◆ **Goal**
Reproduce the forum thread on the water-cooling club below word for word, in full.

◆ **Source passage**
# TPU PC Water coolers Club



## Deleted member 24505 (Apr 18, 2022)

Just looked and there does not seem to be one, so thought I would start one.

Pop in with your questions, tips or just rig picks. Got a question about which pump, block or layout, ask it here. This is the place to show off your lovely loops and discuss them.

Here is my loop, and I have to say i am so pleased at how quiet it is now, it is quieter idle than my mates air cooled rig, and even gaming is not that noisy and temp are still "probably" better than any air cooled rig, specially my GPU.


----------



## xtreemchaos (Apr 18, 2022)

cracking idea bud. great rigg you have there.
my VR gaming rigg 3900x,  aorus ultra x570 ,2080, 32gb 3400 ram, assorted water cooling bits ek pump, custom res, alpha cool cpu block, ek rad. seasonic gx850.






my workshop/ obsyroom rig. 7700k 1080 maximus 9 mb 16gb hyperx @3200 ek cpu and gpu blocks seasonic gx 750.



a wider view to get the jist.


----------



## ThrashZone (Apr 18, 2022)

Excerpt from a dataset
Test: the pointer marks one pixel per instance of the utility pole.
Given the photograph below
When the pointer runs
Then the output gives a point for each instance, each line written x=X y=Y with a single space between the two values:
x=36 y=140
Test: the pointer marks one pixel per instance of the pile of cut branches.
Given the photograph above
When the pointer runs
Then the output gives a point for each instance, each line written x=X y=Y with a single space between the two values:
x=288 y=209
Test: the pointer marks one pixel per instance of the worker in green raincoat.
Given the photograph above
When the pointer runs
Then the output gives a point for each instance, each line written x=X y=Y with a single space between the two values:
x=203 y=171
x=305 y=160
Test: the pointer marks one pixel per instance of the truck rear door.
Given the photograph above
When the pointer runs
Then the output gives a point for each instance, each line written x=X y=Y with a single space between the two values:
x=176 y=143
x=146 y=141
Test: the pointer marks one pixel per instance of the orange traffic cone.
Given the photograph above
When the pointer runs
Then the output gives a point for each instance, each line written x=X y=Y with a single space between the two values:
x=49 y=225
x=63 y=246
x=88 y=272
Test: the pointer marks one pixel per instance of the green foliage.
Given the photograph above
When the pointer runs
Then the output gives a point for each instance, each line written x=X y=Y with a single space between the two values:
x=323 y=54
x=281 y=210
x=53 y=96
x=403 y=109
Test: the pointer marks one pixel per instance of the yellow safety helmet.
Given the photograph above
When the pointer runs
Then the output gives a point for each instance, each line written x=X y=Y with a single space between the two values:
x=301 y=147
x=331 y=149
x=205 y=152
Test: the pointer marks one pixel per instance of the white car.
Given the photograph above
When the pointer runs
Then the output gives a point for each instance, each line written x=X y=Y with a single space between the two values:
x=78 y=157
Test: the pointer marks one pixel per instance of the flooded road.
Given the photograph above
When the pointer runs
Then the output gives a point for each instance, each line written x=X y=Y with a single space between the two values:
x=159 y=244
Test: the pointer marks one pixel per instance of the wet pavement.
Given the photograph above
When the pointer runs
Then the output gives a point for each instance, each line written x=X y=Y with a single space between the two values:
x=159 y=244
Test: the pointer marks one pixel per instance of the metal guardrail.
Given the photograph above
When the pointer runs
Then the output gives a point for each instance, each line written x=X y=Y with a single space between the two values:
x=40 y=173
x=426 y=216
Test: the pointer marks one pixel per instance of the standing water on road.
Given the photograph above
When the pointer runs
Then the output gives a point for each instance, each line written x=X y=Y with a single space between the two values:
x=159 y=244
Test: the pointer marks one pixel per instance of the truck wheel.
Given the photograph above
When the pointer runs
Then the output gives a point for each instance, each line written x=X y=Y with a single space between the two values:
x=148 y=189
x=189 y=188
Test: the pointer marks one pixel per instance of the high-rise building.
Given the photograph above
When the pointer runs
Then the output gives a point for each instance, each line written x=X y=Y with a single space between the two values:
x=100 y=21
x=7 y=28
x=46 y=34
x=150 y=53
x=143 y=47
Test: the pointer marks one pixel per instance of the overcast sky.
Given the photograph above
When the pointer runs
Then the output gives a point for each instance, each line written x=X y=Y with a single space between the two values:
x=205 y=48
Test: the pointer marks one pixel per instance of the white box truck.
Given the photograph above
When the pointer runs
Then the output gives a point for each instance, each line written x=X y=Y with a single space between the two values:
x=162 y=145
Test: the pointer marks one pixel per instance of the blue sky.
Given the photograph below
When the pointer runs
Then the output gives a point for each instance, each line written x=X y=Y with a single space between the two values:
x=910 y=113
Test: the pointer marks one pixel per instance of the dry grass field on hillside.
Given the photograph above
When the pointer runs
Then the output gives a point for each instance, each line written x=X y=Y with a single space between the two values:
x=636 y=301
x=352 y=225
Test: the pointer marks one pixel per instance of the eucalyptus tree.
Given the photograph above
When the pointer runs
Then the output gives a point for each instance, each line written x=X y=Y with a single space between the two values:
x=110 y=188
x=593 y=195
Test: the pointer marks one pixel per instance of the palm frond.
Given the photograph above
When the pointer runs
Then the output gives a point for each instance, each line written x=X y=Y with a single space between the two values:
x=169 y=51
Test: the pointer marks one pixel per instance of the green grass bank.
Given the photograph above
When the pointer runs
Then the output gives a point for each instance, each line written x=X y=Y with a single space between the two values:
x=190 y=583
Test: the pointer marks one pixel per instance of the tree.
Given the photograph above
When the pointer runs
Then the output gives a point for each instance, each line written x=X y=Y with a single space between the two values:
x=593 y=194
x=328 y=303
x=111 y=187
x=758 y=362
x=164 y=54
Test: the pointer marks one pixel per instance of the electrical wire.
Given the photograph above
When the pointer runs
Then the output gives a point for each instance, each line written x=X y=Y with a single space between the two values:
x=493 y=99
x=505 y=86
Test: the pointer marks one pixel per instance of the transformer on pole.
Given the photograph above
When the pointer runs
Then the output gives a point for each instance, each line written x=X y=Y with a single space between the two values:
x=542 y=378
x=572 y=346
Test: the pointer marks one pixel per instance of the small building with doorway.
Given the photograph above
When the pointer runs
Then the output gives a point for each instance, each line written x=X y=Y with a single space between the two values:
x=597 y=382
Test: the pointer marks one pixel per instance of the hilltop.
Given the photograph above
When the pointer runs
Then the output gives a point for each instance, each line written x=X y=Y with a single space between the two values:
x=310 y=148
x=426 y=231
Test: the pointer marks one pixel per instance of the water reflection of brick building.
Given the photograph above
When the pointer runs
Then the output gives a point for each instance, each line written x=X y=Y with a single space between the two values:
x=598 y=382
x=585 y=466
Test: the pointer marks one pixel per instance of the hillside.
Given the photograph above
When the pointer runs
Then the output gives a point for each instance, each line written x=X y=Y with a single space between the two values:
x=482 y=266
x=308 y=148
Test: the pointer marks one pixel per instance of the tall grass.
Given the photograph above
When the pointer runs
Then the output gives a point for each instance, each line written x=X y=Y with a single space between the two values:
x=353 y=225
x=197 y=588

◆ **Answer for the task**
# TPU PC Water coolers Club



## Deleted member 24505 (Apr 18, 2022)

Just looked and there does not seem to be one, so thought I would start one.

Pop in with your questions, tips or just rig picks. Got a question about which pump, block or layout, ask it here. This is the place to show off your lovely loops and discuss them.

Here is my loop, and I have to say i am so pleased at how quiet it is now, it is quieter idle than my mates air cooled rig, and even gaming is not that noisy and temp are still "probably" better than any air cooled rig, specially my GPU.


----------



## xtreemchaos (Apr 18, 2022)

cracking idea bud. great rigg you have there.
my VR gaming rigg 3900x,  aorus ultra x570 ,2080, 32gb 3400 ram, assorted water cooling bits ek pump, custom res, alpha cool cpu block, ek rad. seasonic gx850.






my workshop/ obsyroom rig. 7700k 1080 maximus 9 mb 16gb hyperx @3200 ek cpu and gpu blocks seasonic gx 750.



a wider view to get the jist.


----------



## ThrashZone (Apr 18, 2022)